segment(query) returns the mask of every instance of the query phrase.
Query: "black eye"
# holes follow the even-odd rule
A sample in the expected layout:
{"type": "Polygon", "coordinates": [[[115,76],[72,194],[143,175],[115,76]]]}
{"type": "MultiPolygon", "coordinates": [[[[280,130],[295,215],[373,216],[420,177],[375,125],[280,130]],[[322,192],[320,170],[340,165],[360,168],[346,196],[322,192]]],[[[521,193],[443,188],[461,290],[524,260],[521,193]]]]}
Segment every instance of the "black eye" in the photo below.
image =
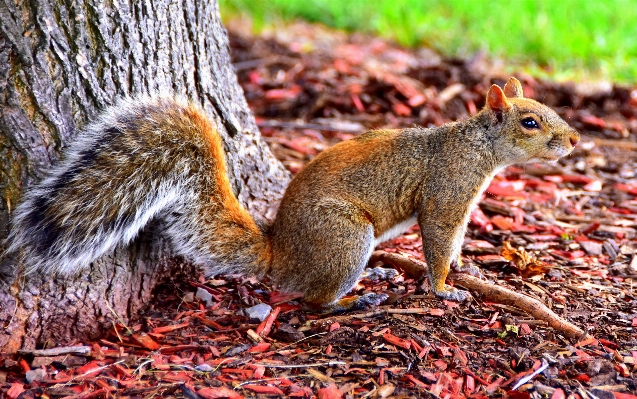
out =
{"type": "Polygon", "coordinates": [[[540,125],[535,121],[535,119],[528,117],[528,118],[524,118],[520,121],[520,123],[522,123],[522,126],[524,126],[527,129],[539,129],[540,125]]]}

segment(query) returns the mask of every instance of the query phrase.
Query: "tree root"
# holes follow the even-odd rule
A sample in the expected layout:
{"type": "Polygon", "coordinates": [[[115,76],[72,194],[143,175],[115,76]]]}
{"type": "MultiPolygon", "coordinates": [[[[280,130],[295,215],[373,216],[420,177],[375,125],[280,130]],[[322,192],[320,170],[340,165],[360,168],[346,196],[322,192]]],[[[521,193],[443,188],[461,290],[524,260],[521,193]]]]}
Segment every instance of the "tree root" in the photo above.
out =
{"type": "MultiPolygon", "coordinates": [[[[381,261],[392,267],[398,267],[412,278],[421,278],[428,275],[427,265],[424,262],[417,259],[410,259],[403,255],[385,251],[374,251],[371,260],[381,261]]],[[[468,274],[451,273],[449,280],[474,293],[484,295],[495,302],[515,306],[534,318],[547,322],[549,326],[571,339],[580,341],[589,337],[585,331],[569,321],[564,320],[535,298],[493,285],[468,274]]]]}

--- --- ---

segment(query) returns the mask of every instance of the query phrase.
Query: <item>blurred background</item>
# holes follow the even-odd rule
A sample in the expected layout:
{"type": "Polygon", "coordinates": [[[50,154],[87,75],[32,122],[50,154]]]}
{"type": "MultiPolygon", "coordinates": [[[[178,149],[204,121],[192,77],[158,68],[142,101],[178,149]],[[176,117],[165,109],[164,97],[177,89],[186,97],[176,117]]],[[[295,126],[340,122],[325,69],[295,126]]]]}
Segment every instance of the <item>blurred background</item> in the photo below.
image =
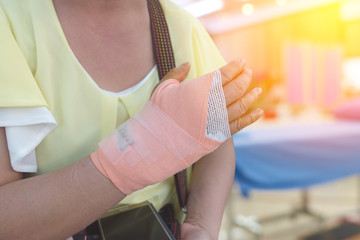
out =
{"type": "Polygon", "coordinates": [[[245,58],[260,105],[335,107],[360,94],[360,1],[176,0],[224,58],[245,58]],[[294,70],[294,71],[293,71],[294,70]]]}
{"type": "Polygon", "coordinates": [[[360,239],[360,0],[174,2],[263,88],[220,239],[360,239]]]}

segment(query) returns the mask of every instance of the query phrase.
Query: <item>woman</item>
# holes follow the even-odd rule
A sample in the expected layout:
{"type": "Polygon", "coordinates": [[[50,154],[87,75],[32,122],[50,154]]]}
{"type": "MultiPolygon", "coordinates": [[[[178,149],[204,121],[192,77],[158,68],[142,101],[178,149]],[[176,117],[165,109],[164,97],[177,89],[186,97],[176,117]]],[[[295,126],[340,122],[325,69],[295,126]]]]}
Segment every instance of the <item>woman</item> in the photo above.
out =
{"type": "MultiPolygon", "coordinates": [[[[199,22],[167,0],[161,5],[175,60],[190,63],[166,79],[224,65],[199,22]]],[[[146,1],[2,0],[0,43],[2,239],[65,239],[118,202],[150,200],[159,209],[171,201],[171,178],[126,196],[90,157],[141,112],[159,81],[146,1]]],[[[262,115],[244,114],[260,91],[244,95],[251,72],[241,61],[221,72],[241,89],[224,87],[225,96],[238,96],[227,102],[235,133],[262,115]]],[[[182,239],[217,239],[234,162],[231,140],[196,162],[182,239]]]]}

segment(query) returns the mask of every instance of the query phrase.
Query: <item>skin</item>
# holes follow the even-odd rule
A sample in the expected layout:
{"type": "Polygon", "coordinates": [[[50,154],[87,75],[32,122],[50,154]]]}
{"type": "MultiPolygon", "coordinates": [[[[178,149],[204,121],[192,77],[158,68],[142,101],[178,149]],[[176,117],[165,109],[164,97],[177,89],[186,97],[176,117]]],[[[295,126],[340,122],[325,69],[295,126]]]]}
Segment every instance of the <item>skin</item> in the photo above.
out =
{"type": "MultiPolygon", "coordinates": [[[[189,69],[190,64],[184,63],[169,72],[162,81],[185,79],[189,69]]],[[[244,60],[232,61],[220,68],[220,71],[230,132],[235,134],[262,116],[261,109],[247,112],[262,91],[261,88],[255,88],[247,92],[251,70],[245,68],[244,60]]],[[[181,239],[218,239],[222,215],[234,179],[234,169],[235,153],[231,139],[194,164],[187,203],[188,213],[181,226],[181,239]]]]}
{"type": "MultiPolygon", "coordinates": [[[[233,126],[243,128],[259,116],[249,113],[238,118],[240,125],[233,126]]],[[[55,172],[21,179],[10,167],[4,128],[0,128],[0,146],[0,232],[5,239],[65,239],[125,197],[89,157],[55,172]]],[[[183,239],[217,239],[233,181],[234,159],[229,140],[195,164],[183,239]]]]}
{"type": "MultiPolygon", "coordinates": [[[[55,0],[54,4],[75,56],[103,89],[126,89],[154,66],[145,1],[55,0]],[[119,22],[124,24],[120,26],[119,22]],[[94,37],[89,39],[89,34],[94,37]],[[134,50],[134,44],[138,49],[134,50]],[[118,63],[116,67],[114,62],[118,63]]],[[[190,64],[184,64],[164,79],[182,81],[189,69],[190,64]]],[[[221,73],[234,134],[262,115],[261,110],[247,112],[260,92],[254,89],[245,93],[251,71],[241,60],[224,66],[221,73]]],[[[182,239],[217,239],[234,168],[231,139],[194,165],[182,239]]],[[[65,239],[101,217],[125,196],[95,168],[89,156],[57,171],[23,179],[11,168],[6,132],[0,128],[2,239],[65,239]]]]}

--- --- ---

What is expected >>
Scan the records above for the string "photo", and copy every line where it turns up.

Task solution >>
Segment every instance of the "black eye" in the photo below.
Segment every instance of the "tree root" in the photo above.
Segment every instance of the <item>blurred background</item> in the photo below.
Segment every instance of the <item>woman</item> in the photo above.
Segment every instance of the <item>skin</item> in the photo above.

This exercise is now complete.